What you need to do:
From the entries below, copy every line that contains the word "number". Case matters.

Input data:
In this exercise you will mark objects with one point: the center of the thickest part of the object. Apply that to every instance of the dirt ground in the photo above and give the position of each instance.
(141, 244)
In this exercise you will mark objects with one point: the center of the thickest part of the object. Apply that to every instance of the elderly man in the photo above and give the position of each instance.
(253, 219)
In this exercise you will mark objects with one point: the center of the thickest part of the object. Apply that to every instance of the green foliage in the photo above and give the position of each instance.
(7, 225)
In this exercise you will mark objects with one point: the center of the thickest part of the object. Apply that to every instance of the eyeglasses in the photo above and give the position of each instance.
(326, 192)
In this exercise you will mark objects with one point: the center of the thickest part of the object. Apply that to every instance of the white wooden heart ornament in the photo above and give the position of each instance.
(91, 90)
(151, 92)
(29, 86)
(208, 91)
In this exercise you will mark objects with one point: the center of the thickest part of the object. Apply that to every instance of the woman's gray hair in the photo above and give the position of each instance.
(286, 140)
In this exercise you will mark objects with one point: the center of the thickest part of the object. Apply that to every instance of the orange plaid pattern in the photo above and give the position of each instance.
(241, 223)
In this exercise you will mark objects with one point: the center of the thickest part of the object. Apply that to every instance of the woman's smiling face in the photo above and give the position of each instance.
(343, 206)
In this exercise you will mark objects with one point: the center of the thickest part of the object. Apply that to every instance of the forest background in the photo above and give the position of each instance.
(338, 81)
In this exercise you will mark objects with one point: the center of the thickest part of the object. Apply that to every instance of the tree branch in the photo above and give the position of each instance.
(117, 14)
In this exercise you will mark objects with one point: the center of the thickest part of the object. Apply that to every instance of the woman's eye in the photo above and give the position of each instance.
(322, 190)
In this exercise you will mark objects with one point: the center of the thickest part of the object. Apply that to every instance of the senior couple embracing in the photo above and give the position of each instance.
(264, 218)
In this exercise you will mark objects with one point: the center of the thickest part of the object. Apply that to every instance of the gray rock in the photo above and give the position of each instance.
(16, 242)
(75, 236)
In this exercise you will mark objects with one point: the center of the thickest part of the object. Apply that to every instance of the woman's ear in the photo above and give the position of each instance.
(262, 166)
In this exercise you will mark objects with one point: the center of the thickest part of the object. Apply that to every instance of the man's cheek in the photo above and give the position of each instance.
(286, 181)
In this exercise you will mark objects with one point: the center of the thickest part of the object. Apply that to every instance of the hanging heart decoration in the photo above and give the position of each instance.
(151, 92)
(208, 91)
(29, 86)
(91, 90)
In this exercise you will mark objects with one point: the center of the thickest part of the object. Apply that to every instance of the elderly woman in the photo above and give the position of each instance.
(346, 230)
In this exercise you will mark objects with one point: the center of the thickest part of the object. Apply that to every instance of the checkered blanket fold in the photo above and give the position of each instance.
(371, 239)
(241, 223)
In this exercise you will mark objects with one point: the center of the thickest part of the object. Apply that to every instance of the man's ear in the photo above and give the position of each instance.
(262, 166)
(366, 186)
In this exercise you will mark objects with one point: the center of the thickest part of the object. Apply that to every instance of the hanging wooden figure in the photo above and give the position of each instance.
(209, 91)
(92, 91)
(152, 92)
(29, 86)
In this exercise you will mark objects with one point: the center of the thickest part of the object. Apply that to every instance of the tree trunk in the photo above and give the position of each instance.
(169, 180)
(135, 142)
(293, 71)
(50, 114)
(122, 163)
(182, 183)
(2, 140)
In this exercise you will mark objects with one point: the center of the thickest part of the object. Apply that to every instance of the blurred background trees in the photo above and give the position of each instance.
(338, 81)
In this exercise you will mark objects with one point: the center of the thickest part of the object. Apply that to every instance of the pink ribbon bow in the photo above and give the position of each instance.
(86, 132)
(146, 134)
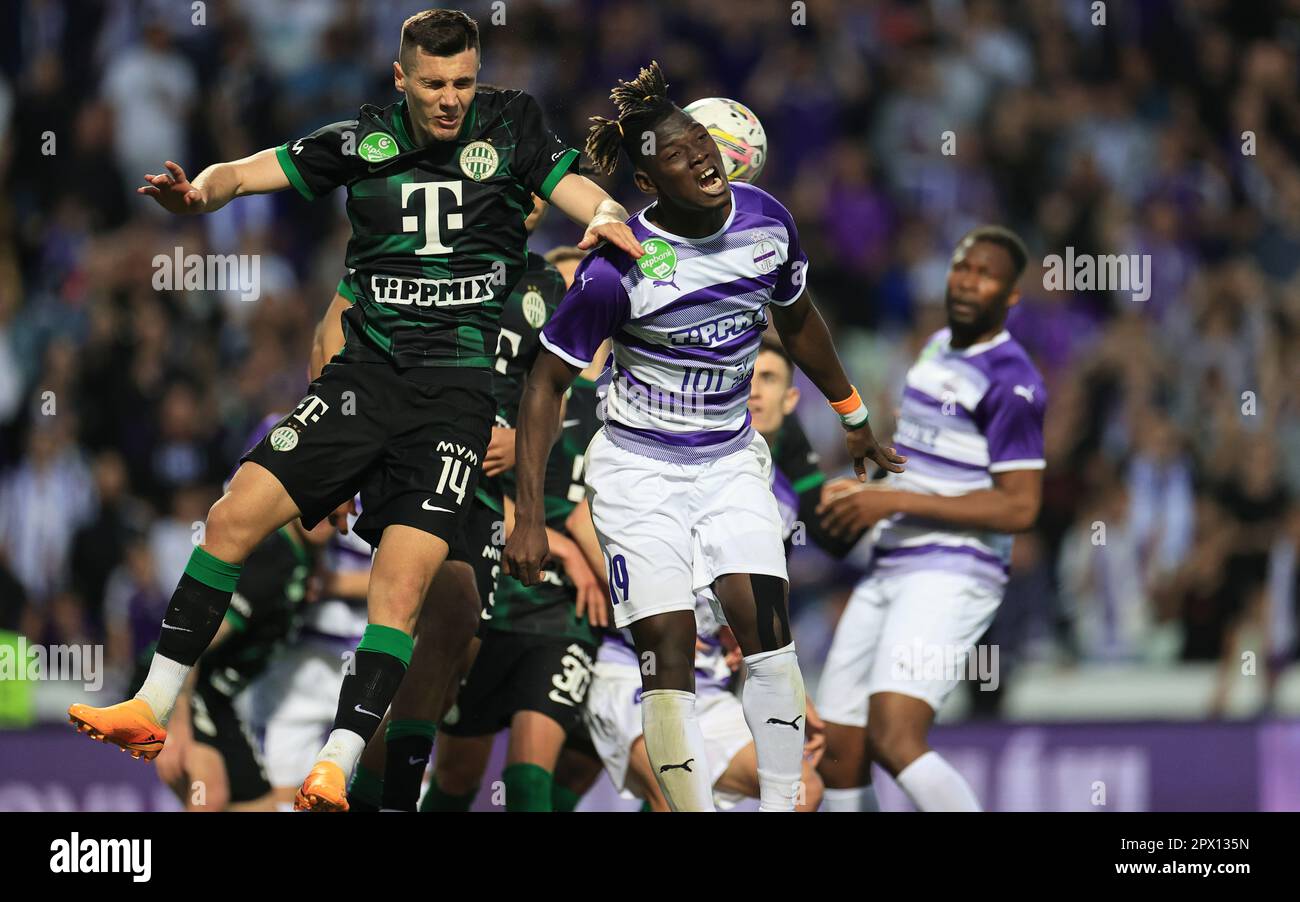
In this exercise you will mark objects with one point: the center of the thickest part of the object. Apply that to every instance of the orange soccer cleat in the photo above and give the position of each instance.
(324, 789)
(130, 725)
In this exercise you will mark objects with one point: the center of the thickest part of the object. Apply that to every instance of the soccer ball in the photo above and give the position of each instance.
(739, 134)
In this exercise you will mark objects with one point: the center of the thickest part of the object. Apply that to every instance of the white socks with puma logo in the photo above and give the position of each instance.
(775, 711)
(676, 749)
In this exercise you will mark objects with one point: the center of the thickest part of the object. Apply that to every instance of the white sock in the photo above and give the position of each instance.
(672, 738)
(774, 708)
(163, 685)
(345, 749)
(857, 798)
(932, 784)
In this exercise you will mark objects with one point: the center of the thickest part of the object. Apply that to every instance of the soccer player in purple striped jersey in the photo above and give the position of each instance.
(971, 425)
(677, 478)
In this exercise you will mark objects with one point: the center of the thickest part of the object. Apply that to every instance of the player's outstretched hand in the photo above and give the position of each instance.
(614, 231)
(501, 451)
(593, 602)
(173, 191)
(849, 512)
(527, 550)
(338, 519)
(862, 446)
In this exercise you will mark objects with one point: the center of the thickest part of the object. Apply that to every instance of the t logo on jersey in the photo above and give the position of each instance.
(432, 193)
(310, 410)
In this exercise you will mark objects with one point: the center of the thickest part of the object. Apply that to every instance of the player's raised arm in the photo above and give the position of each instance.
(538, 424)
(217, 185)
(807, 341)
(586, 203)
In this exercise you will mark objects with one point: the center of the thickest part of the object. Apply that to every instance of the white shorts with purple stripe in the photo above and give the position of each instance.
(668, 529)
(905, 632)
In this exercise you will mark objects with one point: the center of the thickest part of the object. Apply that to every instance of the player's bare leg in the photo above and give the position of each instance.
(393, 766)
(534, 747)
(897, 727)
(458, 771)
(666, 644)
(845, 770)
(774, 701)
(403, 569)
(741, 776)
(254, 506)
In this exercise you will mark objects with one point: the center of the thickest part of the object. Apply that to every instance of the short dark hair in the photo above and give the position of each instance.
(1004, 238)
(440, 33)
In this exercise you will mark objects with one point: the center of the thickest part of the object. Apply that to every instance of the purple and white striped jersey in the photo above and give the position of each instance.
(685, 321)
(966, 415)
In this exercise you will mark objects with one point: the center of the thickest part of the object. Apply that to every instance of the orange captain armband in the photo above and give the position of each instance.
(853, 412)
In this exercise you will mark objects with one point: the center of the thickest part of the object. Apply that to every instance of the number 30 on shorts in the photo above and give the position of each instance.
(618, 569)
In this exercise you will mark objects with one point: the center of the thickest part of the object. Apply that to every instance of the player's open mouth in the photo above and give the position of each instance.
(711, 182)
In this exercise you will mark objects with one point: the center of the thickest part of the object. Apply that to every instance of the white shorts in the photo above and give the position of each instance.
(294, 703)
(668, 530)
(906, 633)
(612, 718)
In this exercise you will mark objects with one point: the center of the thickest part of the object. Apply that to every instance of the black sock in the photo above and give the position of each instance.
(408, 745)
(196, 608)
(368, 692)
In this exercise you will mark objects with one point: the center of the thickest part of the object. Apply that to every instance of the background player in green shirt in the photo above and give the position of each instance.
(438, 189)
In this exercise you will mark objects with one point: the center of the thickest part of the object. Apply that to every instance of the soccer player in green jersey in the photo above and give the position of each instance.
(438, 187)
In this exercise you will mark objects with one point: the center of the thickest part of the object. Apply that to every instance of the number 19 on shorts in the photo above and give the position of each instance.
(616, 567)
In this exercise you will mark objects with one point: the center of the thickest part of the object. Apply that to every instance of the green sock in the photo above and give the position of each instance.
(436, 799)
(528, 788)
(563, 798)
(365, 792)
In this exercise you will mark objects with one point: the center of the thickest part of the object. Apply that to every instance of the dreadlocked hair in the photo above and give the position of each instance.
(641, 103)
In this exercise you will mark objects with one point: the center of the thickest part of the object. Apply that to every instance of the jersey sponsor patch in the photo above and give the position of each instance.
(659, 260)
(377, 147)
(284, 438)
(479, 160)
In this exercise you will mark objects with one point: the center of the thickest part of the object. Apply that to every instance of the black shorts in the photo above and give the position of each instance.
(523, 672)
(414, 449)
(215, 723)
(480, 543)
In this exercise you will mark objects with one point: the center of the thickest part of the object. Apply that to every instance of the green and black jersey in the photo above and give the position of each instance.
(261, 611)
(438, 238)
(547, 608)
(797, 463)
(525, 312)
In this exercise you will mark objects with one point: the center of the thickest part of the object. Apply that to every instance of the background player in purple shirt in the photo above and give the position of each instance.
(971, 425)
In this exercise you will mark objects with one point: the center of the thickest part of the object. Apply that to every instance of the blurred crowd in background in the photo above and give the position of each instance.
(1170, 523)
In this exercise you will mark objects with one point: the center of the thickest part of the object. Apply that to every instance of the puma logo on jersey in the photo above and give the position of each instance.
(459, 450)
(684, 766)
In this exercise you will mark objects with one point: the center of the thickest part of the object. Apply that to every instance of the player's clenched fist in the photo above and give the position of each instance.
(527, 550)
(173, 191)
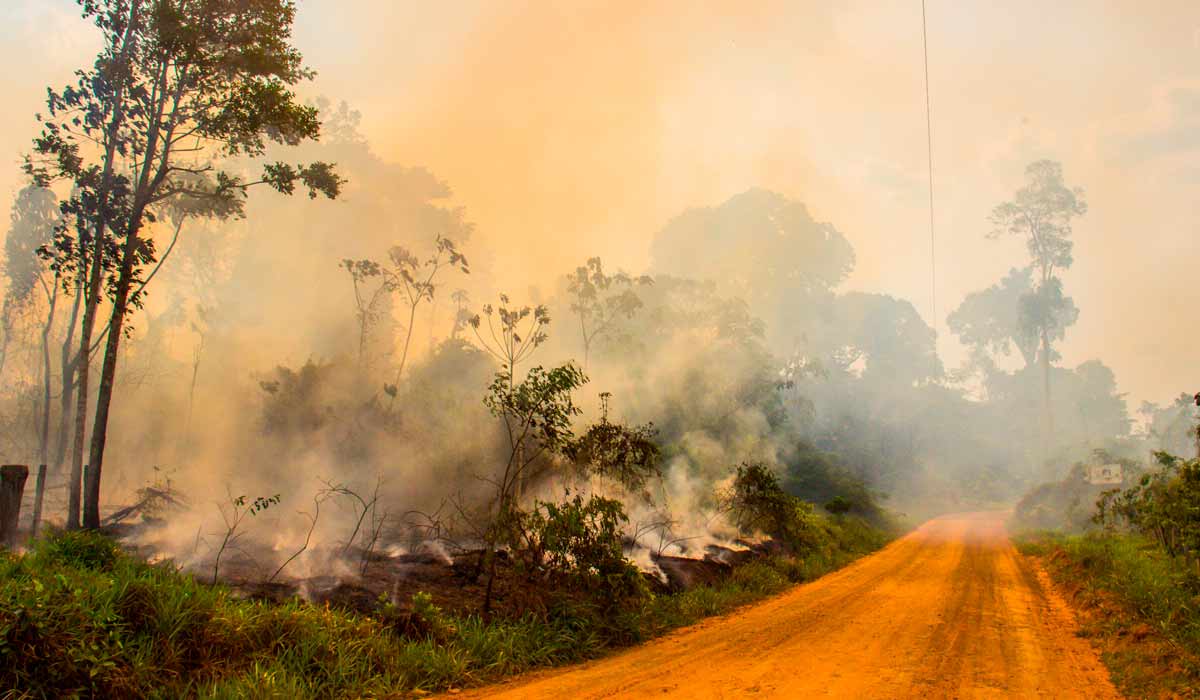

Result of this task:
In this exercise you will mark objects with one point: the center of the thickest part of the object. Apply that to every instance of the number 30 on shorts in the photo above and give the position of each instance.
In this exercise you will mark objects with one point: the center of the thickest part of the object. Apply that to every instance of the number 19 on shorts in the photo above and give the position of each instance.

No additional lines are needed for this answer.